___ Data shown ___
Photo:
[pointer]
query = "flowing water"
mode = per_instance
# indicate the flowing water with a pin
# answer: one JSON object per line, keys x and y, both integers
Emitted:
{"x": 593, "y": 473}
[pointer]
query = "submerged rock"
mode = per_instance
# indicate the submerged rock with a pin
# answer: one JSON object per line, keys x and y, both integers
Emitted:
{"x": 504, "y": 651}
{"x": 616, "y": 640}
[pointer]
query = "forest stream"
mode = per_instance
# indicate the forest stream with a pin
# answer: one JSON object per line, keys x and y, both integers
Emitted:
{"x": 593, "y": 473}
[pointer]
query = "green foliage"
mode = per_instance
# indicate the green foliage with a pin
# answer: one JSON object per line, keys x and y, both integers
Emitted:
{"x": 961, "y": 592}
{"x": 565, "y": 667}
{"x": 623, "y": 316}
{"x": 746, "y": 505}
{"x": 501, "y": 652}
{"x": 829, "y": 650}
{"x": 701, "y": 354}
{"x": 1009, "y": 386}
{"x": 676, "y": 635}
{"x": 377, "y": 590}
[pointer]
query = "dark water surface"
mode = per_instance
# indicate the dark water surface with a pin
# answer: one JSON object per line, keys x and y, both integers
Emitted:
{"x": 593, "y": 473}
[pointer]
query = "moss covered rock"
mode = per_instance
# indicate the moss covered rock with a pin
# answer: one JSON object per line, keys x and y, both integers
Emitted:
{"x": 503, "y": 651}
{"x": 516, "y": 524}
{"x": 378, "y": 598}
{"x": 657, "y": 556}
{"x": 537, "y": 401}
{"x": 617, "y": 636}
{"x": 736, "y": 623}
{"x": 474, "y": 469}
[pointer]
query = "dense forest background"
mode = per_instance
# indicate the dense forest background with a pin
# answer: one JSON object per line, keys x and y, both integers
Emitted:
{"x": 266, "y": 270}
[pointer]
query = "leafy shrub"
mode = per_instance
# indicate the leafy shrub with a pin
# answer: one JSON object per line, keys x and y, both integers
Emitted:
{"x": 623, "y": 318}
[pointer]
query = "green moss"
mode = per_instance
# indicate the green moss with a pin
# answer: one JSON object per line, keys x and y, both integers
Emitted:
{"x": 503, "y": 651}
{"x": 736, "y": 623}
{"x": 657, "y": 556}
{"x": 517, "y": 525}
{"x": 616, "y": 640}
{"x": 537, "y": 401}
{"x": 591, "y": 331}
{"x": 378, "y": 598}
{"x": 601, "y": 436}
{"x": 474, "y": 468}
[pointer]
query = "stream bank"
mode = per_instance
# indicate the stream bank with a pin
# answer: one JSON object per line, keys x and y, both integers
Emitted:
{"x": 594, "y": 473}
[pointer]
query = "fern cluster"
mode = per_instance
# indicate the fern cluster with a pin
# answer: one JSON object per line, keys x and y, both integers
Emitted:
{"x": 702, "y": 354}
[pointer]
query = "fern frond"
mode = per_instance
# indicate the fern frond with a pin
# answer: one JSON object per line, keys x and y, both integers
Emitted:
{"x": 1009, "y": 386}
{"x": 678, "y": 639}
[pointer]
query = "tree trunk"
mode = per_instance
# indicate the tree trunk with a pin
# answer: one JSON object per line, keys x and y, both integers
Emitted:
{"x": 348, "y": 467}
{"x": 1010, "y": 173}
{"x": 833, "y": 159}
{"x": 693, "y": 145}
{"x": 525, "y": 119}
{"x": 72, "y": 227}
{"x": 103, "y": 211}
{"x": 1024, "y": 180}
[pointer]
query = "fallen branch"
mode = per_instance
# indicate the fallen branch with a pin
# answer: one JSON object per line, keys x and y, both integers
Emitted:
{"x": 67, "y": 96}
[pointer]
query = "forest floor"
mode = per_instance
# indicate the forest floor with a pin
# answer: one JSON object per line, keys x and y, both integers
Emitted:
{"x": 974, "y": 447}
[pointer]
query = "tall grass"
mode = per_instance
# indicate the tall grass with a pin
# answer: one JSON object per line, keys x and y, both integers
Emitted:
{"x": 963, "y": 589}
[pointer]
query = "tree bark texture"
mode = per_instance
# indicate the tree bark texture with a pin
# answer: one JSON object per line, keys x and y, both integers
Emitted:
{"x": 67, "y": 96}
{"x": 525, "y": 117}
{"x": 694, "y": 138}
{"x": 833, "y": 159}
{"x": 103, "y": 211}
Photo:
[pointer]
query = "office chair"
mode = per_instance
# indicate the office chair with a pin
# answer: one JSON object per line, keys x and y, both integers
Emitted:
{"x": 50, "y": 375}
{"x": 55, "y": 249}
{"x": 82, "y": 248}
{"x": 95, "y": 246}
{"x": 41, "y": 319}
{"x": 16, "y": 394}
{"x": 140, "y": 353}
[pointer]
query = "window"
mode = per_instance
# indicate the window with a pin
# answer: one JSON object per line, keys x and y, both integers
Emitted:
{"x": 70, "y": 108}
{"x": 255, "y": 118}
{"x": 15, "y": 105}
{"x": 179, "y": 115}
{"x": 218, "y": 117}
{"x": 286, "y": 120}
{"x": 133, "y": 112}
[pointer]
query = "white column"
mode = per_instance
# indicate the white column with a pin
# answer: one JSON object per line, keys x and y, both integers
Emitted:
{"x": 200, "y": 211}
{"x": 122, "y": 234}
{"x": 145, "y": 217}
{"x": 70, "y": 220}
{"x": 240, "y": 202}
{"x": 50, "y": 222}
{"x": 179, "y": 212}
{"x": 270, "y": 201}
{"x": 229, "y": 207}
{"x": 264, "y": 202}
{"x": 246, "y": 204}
___
Pull every line containing the string "surface" out of the data above and copy it.

» Answer below:
query = "dark water surface"
# indicate the dark water surface with a pin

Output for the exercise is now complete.